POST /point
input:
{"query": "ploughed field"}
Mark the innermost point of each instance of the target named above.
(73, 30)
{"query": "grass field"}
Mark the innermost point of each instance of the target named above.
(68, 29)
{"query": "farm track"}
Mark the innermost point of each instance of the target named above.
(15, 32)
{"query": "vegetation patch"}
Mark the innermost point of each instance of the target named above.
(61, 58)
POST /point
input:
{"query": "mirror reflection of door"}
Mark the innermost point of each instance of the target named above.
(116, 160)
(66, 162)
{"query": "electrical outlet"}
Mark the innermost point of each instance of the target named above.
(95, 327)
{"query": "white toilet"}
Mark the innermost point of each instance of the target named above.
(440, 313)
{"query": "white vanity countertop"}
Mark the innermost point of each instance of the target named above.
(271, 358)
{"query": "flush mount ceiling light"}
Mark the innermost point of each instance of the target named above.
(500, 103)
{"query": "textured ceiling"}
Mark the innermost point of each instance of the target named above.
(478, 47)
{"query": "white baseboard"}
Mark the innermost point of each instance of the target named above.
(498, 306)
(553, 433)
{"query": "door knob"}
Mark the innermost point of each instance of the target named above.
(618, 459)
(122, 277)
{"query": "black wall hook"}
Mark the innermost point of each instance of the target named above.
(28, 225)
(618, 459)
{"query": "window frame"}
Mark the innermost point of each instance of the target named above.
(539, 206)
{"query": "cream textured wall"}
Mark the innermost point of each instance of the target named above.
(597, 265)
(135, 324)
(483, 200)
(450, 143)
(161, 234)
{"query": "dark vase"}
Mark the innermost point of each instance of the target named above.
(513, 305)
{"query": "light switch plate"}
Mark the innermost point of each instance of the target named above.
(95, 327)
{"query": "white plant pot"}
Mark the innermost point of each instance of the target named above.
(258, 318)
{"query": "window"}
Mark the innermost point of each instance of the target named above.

DESCRIPTION OF THE TASK:
Pull out each line in the material above that contains the string "light".

ANSWER FOR THIS EXERCISE:
{"query": "flush mount ceiling light"}
{"query": "light switch plate"}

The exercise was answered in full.